Saved data entries:
■ ■ ■ ■ ■
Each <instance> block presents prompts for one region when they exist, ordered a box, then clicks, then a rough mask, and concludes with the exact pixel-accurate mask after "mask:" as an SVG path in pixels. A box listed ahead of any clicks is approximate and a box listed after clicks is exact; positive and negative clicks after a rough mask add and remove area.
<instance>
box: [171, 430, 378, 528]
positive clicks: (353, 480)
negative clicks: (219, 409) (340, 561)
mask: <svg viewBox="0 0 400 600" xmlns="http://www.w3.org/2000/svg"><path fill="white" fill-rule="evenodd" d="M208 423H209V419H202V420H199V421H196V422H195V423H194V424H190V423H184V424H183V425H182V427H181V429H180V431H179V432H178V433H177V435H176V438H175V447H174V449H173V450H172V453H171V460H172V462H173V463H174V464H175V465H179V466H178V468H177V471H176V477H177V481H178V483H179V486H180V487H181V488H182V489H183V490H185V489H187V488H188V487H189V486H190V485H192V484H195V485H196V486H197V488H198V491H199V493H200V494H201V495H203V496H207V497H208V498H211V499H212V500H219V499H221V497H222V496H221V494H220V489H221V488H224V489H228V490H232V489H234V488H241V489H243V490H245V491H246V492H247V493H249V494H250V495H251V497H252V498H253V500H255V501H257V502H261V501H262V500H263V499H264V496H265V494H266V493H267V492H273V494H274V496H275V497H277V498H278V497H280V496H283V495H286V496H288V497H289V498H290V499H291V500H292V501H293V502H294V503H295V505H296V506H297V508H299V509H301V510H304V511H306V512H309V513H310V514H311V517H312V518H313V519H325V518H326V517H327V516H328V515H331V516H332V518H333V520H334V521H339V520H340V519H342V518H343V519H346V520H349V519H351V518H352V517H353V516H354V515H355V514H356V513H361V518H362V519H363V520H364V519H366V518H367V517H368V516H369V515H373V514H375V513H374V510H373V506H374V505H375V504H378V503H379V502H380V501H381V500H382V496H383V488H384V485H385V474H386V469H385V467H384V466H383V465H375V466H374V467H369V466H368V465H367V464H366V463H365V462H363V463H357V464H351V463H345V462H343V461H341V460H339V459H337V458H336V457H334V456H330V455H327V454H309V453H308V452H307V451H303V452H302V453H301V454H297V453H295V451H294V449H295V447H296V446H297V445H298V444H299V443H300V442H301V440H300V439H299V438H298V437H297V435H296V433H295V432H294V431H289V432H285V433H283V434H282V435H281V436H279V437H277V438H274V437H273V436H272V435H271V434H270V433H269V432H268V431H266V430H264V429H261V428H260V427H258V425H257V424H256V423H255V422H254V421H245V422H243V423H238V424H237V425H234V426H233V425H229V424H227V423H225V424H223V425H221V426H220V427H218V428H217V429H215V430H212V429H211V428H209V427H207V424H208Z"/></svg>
■ ■ ■ ■ ■
== Activity ==
Once you have read the data, copy all of it out exactly.

== Worked solution ==
Each <instance> block presents prompts for one region when they exist, ordered a box, then clicks, then a rough mask, and concludes with the exact pixel-accurate mask after "mask:" as an SVG path in pixels. A box listed ahead of any clicks is approximate and a box listed after clicks is exact; positive and negative clicks after a rough mask add and remove area.
<instance>
box: [171, 430, 378, 528]
positive clicks: (353, 480)
negative clicks: (219, 409) (340, 561)
mask: <svg viewBox="0 0 400 600" xmlns="http://www.w3.org/2000/svg"><path fill="white" fill-rule="evenodd" d="M208 423H209V419H202V420H199V421H196V422H195V423H194V424H190V423H184V424H183V425H182V427H181V429H180V431H179V432H178V433H177V435H176V438H175V447H174V449H173V450H172V453H171V460H172V462H173V463H174V464H175V465H179V466H178V468H177V471H176V477H177V481H178V483H179V486H180V487H181V488H182V489H183V490H185V489H187V488H188V487H189V486H190V485H192V484H195V485H196V486H197V488H198V491H199V493H200V494H201V495H203V496H207V497H208V498H211V499H212V500H219V499H221V497H222V496H221V494H220V489H221V488H224V489H228V490H232V489H234V488H241V489H243V490H245V491H246V492H247V493H249V494H250V495H251V497H252V498H253V500H255V501H257V502H261V501H262V500H263V499H264V496H265V494H266V493H267V492H273V494H274V496H275V497H277V498H278V497H280V496H283V495H286V496H288V497H289V498H290V499H291V500H292V501H293V502H294V503H295V505H296V506H297V508H299V509H301V510H304V511H306V512H309V513H310V514H311V517H312V518H313V519H325V518H326V517H327V516H328V515H331V516H332V518H333V520H334V521H339V520H340V519H342V518H343V519H346V520H349V519H351V518H352V517H353V516H354V515H355V514H356V513H361V518H362V519H363V520H364V519H366V518H367V517H368V516H369V515H373V514H375V513H374V510H373V506H374V505H375V504H378V503H379V502H380V501H381V500H382V496H383V488H384V485H385V474H386V469H385V467H384V466H383V465H375V466H374V467H369V466H368V465H367V464H366V463H365V462H363V463H357V464H351V463H345V462H343V461H341V460H339V459H337V458H336V457H334V456H330V455H327V454H309V453H308V452H307V451H303V452H302V453H301V454H297V453H295V451H294V449H295V447H296V446H297V445H298V444H299V443H300V442H301V440H300V439H299V438H298V437H297V435H296V433H295V432H294V431H289V432H285V433H283V434H282V435H281V436H279V437H277V438H274V437H273V436H272V435H271V434H270V433H269V432H268V431H266V430H264V429H261V428H260V427H258V425H257V424H256V423H255V422H254V421H245V422H243V423H238V424H237V425H234V426H233V425H229V424H227V423H225V424H223V425H221V426H220V427H218V428H217V429H215V430H212V429H211V428H209V427H207V424H208Z"/></svg>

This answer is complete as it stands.